> Exercise prompt
Output the records. Match them exactly.

> Data lines
*-*-*

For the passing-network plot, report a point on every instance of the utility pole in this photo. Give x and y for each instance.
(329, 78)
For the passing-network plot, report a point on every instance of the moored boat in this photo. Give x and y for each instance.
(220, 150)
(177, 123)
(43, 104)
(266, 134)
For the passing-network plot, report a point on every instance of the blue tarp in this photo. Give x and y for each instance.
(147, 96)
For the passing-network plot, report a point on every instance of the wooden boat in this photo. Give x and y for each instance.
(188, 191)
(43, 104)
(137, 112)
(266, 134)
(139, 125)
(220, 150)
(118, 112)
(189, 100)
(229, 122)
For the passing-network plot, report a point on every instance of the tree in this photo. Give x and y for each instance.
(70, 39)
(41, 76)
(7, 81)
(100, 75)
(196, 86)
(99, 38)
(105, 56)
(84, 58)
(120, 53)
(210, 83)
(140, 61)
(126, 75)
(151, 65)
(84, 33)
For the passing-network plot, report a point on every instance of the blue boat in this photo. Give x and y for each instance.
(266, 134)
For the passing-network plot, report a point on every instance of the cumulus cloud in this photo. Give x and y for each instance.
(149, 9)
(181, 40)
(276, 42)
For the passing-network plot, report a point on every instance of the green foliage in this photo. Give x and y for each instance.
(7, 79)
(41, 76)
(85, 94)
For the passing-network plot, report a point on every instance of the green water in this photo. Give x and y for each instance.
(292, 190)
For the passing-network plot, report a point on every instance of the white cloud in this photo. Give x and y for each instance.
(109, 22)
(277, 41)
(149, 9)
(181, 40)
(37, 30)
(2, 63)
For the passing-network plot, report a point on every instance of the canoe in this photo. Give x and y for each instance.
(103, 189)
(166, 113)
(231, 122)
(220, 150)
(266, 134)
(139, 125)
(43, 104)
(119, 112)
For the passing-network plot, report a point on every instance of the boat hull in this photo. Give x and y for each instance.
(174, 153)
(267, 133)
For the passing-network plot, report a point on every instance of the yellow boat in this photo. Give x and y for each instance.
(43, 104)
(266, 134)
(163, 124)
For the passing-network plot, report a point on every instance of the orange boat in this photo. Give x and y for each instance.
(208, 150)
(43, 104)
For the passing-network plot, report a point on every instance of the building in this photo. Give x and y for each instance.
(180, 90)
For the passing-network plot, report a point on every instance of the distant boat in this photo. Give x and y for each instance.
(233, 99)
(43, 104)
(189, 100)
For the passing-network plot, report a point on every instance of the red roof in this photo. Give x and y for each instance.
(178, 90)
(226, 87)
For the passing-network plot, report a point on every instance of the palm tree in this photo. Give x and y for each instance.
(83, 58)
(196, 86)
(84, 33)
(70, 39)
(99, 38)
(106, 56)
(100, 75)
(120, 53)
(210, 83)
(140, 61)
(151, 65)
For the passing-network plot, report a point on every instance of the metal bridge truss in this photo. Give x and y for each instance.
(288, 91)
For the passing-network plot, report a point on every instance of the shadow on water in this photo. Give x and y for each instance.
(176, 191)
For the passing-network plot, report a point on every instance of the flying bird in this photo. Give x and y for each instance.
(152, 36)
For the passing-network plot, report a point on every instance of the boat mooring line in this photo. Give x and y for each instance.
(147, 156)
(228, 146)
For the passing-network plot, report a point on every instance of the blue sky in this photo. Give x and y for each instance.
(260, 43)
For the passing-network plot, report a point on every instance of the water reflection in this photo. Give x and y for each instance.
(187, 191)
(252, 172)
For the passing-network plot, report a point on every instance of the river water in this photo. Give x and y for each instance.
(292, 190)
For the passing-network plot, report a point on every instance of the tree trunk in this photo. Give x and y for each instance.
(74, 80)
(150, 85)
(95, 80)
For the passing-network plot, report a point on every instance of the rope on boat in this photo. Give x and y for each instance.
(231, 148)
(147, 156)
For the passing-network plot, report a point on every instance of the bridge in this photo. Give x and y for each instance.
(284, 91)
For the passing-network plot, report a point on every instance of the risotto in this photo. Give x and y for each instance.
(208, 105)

*-*-*

> The completed task
For the passing-network plot, report a point on every instance of the utility pole in this photo. Give x and y for each instance.
(329, 78)
For the passing-network plot, report a point on every instance of the moored boat in this photo. Give x and y for each instance.
(220, 150)
(177, 123)
(43, 104)
(266, 134)
For the passing-network plot, report a point on every instance of the blue tarp in this photo. Give x and y for each instance.
(147, 96)
For the passing-network plot, report a point on every instance of the wooden boat in this photo. Give x and y for each instance.
(188, 191)
(43, 104)
(137, 112)
(266, 134)
(139, 125)
(220, 150)
(118, 112)
(189, 100)
(229, 122)
For the passing-network plot, report a point on every instance of the tree in this photo. Give x and y for each instance.
(70, 39)
(41, 76)
(7, 81)
(100, 75)
(196, 86)
(99, 38)
(105, 56)
(84, 58)
(120, 53)
(210, 83)
(140, 61)
(126, 75)
(151, 65)
(84, 33)
For the passing-network plot, report a point on every instance of the blue boat in this photo. Give x and y for each instance.
(266, 134)
For the passing-network plot, report a point on every instance of the cumulus cloud in this photo. Give x and y for each instance.
(149, 9)
(181, 40)
(276, 42)
For the passing-network plot, report a point on every instance of the green foliage in this photo. Give x and y for each instance.
(7, 79)
(41, 76)
(85, 94)
For the passing-network plot, report a point on every instance of the green water in this photo. Give x and y for each instance.
(292, 190)
For the passing-network plot, report a point on every instance of the white cloud in this photo. Give x and y for each instance.
(109, 22)
(277, 41)
(149, 9)
(181, 40)
(37, 30)
(2, 63)
For the passing-network plot, report a point on every instance of the canoe in this photo. Give x and y for each instance.
(103, 189)
(166, 113)
(231, 122)
(220, 150)
(266, 134)
(139, 125)
(43, 104)
(119, 112)
For the passing-network plot, report a point on every instance of the boat hull in this photo. Give x and y for each instance.
(174, 153)
(267, 133)
For the passing-network plot, report a point on every instance of the yellow boat in this photo. Give x and y for each instance.
(43, 104)
(266, 134)
(163, 124)
For the passing-network plot, report a point on every instance of the orange boat in this photo. Give x and y for each instance.
(208, 150)
(43, 104)
For the passing-network plot, report a point on every instance of the building in this photo. Give x and y for each instance.
(180, 90)
For the passing-network plot, report a point on every instance of the distant boat in this photo. Give x and y for each instance.
(233, 99)
(43, 104)
(189, 100)
For the passing-network plot, report a point on every instance of the red roof in this photo. Give x and y for each instance.
(178, 90)
(226, 87)
For the passing-network plot, report a point on every instance of the palm tree in this photo. Give x and y for each instance.
(83, 58)
(196, 86)
(84, 33)
(70, 39)
(99, 38)
(106, 56)
(100, 75)
(120, 53)
(210, 83)
(140, 61)
(151, 65)
For the passing-network plot, report a point on every instance of the metal bridge truss in this photo. Give x and y for each instance.
(288, 91)
For the passing-network plot, report a point on every instance of the shadow on water in this photo. Give x and y for each instance.
(176, 191)
For the passing-network plot, report a point on every instance of the flying bird in this photo. Give x and y for each instance.
(152, 36)
For the passing-network plot, report a point on every instance of the boat mooring line in this photo. Give x and y for each instance.
(147, 156)
(228, 146)
For the passing-network plot, report a point on every instance of the blue sky in this photo. Give x and y for each instance.
(260, 43)
For the passing-network plot, report a point on every instance of the water reflection in this photo. Give x and y for each instance.
(187, 191)
(252, 172)
For the passing-network plot, report a point on every instance of the river water in this photo. Give x and y for each instance.
(292, 190)
For the passing-network plot, report a point on every instance of the tree trunk in this photo. Give x and y for each instance.
(74, 80)
(150, 85)
(95, 80)
For the passing-network plot, report a point on every instance of the rope on boat in this photo. Give x and y for each instance.
(231, 148)
(147, 156)
For the passing-network plot, report a point on every instance of the bridge in this photo. Give x and y for each instance.
(284, 91)
For the passing-network plot, report a point on every instance of the risotto in this photo. Give x and y for each instance.
(208, 105)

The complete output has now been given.